Items from a data source
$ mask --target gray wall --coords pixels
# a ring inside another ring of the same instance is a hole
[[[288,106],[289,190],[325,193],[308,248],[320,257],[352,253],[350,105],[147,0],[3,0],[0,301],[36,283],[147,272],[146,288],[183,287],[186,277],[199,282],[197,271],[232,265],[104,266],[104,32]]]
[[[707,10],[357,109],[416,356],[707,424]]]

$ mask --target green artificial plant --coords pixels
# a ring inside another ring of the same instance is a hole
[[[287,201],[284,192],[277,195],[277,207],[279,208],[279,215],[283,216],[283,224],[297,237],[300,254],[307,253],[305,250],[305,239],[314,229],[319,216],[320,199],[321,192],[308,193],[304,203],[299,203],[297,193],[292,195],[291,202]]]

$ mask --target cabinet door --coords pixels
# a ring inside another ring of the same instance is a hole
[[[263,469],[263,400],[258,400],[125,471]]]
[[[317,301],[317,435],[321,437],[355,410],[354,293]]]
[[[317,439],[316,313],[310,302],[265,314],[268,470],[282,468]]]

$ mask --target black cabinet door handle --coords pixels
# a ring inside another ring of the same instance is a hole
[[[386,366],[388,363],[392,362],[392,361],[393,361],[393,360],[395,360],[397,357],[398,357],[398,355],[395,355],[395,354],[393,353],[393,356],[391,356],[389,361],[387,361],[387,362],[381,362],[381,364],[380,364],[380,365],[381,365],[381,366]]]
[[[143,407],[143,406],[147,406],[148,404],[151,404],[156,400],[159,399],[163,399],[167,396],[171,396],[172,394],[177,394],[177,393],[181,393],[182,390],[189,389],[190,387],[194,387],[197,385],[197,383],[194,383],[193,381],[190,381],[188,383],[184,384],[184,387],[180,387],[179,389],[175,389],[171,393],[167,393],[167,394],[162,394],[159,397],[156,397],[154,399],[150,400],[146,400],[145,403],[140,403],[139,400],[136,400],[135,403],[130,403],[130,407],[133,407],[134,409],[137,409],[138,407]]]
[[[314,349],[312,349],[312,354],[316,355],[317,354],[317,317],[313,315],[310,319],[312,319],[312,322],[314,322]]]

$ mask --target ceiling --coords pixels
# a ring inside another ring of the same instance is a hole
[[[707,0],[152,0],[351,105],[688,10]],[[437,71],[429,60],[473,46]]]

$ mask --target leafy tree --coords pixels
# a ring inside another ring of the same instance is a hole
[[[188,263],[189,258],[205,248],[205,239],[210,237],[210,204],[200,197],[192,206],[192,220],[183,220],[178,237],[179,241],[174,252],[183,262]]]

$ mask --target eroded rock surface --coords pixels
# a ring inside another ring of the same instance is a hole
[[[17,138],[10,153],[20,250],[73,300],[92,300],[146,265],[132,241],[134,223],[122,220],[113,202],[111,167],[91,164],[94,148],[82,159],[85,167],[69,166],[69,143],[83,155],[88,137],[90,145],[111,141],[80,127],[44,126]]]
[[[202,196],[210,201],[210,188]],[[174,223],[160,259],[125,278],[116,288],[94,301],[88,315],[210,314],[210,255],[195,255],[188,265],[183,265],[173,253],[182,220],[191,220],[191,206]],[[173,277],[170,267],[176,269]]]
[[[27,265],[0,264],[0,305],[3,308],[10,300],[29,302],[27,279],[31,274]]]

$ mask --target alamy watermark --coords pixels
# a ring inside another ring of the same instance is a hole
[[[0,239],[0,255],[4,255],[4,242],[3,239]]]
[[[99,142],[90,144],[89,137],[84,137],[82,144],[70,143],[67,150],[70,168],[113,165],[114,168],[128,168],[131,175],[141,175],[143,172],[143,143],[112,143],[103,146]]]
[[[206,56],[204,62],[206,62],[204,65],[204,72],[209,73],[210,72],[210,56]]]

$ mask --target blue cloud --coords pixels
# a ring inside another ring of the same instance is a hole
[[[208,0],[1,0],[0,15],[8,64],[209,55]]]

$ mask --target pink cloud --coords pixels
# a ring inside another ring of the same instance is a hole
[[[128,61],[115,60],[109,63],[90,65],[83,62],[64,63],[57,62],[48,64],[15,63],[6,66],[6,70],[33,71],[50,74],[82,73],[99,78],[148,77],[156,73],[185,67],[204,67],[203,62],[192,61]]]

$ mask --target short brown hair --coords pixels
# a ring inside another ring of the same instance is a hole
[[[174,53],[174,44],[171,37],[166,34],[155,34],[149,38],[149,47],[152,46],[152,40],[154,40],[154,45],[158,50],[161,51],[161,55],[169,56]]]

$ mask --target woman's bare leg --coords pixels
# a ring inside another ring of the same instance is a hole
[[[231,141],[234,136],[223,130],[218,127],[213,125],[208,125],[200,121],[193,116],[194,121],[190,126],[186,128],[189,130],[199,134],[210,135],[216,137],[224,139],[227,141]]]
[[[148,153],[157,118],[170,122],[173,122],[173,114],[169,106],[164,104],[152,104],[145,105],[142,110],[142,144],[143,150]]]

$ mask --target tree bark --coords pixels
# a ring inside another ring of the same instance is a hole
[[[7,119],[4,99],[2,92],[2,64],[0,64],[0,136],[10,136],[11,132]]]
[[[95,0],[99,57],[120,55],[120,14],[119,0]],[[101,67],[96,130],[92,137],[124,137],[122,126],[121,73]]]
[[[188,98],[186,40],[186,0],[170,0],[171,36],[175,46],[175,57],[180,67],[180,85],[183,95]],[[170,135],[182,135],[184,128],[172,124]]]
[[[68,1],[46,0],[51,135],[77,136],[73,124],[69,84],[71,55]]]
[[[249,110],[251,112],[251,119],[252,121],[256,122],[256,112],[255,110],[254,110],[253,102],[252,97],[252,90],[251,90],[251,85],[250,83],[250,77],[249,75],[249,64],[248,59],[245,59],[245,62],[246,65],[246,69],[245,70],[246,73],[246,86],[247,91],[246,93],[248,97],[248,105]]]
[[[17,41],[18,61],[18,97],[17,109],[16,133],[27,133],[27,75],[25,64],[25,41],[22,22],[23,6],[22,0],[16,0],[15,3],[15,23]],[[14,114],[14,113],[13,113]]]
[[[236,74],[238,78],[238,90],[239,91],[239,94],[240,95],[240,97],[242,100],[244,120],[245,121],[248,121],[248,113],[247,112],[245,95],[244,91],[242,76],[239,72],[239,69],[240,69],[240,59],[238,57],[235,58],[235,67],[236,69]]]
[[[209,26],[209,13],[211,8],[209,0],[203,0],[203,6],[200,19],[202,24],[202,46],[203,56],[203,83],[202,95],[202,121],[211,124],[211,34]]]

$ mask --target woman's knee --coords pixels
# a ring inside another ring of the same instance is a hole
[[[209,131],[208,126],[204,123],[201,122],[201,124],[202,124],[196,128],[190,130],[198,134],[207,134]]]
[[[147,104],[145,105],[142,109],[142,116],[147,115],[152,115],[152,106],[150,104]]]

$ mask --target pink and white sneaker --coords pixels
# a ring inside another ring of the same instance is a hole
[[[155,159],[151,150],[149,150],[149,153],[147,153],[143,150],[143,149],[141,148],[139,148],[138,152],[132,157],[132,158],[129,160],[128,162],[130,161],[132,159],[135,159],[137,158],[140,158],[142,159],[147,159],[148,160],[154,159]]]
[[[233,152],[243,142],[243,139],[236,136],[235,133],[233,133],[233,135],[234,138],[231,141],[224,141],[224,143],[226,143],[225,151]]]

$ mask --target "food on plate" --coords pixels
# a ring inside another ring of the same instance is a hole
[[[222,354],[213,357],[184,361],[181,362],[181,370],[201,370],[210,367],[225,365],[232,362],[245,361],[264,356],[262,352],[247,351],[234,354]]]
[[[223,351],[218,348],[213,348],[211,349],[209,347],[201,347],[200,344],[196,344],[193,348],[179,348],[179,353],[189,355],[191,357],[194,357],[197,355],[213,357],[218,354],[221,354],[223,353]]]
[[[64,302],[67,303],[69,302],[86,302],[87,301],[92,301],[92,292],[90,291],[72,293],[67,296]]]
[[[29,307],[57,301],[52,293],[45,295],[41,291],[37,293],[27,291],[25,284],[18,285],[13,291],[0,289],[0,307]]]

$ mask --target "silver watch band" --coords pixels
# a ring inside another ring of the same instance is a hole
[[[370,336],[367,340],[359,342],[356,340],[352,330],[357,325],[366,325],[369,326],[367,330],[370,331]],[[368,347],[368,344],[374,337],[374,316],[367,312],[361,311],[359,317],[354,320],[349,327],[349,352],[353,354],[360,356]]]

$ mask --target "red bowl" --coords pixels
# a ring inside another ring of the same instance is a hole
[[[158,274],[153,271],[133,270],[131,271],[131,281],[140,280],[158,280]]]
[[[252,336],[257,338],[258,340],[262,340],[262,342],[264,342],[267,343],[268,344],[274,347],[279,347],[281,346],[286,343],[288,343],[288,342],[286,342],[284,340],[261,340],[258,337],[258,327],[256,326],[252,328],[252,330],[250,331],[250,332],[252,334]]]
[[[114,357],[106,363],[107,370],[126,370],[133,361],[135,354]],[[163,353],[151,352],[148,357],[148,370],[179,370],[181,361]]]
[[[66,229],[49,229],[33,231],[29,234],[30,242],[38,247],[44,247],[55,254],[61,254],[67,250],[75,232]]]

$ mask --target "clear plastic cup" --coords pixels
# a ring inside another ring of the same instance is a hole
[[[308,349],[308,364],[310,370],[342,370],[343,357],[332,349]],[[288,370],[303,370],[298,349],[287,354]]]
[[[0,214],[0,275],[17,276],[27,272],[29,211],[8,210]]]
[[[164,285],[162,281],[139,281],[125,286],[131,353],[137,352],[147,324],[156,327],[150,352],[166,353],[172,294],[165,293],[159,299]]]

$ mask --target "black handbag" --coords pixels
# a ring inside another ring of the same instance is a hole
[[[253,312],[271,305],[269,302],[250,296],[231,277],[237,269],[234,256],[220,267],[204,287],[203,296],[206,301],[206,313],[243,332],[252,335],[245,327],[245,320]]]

— The exercise —
Reproduce the part of the data above verbatim, starting with the line containing "door --coords pixels" and ending with the line containing "[[[317,301],[317,435],[321,437],[355,410],[354,293]]]", both included.

— Result below —
$ mask --target cabinet door --coords pixels
# a ring inside another ring of the same instance is a hole
[[[263,469],[263,400],[258,400],[125,471]]]
[[[317,301],[317,435],[321,437],[355,410],[354,293]]]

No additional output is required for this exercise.